## Your objective
Display every line below that contains the string "tree", copying each one in full. Uppercase and lowercase letters count as different.

## Listed records
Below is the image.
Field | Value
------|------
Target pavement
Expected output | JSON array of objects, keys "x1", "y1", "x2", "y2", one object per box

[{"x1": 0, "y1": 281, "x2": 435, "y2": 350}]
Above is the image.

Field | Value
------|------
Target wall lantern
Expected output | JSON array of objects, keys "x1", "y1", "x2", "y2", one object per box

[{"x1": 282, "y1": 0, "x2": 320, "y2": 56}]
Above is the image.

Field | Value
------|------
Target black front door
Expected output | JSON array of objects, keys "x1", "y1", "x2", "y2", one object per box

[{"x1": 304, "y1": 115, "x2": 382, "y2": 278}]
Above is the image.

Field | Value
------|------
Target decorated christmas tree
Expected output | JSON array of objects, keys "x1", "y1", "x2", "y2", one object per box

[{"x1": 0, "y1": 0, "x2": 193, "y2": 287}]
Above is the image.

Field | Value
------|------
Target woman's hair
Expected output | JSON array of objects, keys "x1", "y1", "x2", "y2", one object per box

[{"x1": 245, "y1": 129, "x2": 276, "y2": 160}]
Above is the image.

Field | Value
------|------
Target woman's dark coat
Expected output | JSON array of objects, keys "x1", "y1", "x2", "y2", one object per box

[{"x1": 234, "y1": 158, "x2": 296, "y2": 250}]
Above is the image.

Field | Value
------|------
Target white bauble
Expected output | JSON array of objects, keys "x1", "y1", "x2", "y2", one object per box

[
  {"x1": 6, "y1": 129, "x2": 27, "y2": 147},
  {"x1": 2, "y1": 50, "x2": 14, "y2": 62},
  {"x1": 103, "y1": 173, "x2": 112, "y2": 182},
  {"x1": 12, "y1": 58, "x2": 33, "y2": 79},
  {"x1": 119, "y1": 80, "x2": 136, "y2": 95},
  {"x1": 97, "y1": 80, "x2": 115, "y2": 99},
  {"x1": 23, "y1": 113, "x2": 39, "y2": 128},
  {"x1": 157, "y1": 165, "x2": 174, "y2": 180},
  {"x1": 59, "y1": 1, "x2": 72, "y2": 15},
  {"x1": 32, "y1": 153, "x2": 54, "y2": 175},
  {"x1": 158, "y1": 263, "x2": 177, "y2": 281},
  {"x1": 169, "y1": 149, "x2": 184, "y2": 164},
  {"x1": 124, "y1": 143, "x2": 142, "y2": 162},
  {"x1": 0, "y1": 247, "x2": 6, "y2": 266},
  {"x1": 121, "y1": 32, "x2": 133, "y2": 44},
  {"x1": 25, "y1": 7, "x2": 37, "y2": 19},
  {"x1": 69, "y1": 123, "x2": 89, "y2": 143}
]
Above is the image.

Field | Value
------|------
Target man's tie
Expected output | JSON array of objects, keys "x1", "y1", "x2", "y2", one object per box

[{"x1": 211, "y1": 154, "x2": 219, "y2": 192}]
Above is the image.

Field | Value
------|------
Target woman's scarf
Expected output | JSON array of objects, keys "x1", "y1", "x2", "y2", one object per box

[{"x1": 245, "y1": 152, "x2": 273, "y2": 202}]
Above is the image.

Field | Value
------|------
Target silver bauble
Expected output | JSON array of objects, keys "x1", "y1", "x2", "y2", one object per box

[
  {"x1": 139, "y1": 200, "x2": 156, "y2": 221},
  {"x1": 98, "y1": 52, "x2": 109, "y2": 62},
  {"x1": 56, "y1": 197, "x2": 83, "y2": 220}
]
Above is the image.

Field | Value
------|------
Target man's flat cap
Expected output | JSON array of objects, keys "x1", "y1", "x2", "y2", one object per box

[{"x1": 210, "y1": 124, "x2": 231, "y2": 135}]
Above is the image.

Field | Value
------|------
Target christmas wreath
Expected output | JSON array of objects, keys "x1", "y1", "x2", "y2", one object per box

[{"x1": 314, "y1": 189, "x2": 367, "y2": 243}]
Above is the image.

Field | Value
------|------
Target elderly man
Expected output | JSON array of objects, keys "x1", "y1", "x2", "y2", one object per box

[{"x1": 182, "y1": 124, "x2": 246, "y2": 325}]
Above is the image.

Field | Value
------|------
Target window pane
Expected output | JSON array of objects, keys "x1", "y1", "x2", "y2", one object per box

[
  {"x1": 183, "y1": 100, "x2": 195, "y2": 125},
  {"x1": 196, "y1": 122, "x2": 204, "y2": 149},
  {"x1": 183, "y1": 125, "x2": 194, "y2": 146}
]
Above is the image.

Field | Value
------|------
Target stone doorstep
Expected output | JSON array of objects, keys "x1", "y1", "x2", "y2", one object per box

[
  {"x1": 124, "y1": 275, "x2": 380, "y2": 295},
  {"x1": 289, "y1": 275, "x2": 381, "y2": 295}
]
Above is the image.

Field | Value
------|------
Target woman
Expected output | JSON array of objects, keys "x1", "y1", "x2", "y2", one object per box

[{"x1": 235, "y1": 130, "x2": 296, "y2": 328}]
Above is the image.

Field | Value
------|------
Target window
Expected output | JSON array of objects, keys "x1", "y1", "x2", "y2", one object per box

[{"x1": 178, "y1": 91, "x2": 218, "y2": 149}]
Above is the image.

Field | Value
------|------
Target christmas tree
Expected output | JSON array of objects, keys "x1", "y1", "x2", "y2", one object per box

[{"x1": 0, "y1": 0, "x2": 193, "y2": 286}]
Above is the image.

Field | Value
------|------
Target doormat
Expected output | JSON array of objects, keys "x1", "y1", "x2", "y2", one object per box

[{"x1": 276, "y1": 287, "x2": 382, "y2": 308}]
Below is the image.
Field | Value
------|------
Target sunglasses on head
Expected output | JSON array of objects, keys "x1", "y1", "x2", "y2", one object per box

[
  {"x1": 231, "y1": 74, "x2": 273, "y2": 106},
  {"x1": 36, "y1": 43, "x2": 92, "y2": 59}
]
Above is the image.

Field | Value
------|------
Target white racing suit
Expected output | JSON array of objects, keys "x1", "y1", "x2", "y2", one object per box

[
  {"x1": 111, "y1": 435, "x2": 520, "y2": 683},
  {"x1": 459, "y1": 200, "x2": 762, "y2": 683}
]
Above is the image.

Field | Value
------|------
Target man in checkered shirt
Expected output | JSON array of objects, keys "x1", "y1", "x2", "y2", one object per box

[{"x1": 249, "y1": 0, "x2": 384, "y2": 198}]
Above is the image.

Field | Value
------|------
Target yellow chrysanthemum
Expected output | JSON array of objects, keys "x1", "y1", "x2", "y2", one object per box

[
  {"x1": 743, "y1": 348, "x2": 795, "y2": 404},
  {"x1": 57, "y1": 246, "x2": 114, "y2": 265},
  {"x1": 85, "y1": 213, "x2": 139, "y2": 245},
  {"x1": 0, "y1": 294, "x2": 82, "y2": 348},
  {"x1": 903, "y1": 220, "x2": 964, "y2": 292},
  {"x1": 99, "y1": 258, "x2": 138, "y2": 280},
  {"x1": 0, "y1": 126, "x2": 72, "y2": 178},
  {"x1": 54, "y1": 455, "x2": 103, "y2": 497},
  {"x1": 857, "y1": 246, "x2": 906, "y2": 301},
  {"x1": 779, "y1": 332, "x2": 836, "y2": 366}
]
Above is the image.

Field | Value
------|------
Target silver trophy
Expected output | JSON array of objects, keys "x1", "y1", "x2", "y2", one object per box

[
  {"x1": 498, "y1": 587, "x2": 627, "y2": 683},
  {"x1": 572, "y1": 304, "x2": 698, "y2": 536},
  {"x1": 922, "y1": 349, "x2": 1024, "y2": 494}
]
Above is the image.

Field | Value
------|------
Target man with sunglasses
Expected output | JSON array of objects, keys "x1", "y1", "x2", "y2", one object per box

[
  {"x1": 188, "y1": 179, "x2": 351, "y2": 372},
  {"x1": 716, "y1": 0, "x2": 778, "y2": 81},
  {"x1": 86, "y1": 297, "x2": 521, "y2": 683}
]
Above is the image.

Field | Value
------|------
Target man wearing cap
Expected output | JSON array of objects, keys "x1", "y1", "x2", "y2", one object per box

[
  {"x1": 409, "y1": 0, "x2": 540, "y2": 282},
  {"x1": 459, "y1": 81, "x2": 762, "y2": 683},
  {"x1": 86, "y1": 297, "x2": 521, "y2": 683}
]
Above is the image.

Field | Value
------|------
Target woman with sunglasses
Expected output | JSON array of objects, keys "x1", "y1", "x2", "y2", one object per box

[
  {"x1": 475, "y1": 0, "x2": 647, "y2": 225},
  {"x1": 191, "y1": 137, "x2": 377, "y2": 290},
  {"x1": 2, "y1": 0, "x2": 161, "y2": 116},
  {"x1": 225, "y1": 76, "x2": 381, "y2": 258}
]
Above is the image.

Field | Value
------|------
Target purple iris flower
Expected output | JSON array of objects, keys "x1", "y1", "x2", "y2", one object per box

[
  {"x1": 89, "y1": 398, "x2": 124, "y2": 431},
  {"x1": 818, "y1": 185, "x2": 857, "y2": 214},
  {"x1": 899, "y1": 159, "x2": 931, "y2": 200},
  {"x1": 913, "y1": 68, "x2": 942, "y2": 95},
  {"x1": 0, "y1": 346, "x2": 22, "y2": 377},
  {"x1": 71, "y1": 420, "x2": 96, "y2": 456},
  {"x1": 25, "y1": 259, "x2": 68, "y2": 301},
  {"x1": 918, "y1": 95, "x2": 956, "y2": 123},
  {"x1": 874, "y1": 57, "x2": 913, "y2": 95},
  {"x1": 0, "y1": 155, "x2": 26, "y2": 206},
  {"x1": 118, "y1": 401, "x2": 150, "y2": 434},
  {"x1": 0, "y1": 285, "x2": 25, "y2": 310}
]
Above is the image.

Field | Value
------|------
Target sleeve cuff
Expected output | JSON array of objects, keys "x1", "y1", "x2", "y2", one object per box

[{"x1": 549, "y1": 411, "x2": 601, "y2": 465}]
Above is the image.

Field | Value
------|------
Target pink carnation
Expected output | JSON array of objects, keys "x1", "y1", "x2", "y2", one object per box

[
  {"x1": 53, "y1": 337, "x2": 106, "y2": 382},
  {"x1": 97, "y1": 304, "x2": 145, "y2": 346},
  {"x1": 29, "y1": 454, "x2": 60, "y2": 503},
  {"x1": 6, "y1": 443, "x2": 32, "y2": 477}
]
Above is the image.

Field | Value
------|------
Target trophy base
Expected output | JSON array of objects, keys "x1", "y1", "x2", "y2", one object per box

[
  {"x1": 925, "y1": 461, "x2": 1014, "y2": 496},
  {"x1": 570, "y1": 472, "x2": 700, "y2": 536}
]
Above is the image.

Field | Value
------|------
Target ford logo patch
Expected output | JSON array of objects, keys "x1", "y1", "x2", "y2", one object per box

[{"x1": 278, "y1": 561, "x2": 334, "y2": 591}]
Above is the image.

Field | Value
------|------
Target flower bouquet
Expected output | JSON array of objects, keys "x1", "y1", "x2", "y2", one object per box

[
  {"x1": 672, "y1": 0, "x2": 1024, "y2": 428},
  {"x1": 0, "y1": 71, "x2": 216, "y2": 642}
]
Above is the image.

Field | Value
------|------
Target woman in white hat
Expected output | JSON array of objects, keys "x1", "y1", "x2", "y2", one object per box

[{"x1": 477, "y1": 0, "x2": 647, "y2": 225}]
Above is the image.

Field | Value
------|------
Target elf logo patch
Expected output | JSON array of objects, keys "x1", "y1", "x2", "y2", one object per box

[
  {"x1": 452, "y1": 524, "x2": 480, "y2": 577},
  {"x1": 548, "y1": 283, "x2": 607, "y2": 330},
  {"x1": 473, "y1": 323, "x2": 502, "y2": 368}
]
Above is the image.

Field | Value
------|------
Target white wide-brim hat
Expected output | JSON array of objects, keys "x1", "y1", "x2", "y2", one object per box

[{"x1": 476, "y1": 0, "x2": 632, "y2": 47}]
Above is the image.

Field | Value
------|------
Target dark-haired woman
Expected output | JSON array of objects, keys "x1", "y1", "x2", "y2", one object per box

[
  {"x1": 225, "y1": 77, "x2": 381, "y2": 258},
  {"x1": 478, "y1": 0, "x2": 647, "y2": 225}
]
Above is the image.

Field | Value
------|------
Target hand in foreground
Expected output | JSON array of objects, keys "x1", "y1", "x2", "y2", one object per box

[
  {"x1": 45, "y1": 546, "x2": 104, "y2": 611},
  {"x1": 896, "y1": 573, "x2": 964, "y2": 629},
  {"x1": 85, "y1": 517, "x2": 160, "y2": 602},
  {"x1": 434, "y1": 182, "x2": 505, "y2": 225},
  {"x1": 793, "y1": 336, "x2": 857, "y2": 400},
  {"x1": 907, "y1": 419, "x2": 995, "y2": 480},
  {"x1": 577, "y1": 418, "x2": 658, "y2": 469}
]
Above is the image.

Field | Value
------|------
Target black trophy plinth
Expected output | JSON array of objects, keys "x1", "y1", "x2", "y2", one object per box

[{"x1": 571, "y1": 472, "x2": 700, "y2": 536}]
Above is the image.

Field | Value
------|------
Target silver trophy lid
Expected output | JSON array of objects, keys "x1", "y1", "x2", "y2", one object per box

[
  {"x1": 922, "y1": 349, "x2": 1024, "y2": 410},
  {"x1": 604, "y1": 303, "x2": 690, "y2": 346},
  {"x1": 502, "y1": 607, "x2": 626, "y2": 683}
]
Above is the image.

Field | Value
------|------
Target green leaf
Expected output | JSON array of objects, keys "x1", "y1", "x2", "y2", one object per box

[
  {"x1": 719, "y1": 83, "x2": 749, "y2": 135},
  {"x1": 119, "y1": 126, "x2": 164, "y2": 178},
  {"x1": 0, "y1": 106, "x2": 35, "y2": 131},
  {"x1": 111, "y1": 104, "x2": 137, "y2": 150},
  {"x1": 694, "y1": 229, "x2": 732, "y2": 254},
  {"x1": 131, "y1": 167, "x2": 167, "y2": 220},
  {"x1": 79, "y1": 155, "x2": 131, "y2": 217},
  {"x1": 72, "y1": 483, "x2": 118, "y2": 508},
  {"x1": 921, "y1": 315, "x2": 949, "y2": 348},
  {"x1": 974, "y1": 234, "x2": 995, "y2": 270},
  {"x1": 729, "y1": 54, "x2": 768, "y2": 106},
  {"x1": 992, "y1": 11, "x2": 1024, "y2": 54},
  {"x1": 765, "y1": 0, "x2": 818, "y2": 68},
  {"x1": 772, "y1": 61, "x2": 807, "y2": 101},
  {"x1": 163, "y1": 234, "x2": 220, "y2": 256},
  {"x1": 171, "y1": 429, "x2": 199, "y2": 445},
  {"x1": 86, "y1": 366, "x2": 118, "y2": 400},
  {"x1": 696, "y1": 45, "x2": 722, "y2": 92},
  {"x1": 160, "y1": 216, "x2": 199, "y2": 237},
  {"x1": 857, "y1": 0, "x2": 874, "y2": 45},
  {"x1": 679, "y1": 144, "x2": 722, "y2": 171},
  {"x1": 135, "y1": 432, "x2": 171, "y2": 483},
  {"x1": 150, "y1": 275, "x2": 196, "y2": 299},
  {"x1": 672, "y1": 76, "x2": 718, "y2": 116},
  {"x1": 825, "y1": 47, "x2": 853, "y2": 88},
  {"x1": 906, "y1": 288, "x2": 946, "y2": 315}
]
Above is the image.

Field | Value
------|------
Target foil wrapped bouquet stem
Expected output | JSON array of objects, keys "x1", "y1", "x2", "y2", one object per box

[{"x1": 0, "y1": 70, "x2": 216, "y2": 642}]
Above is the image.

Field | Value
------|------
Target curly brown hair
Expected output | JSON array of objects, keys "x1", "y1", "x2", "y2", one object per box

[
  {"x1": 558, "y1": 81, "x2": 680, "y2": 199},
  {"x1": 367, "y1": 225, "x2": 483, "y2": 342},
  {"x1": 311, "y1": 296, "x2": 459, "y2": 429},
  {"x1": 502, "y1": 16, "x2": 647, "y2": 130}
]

## Answer to this task
Target decorated christmas tree
Target christmas tree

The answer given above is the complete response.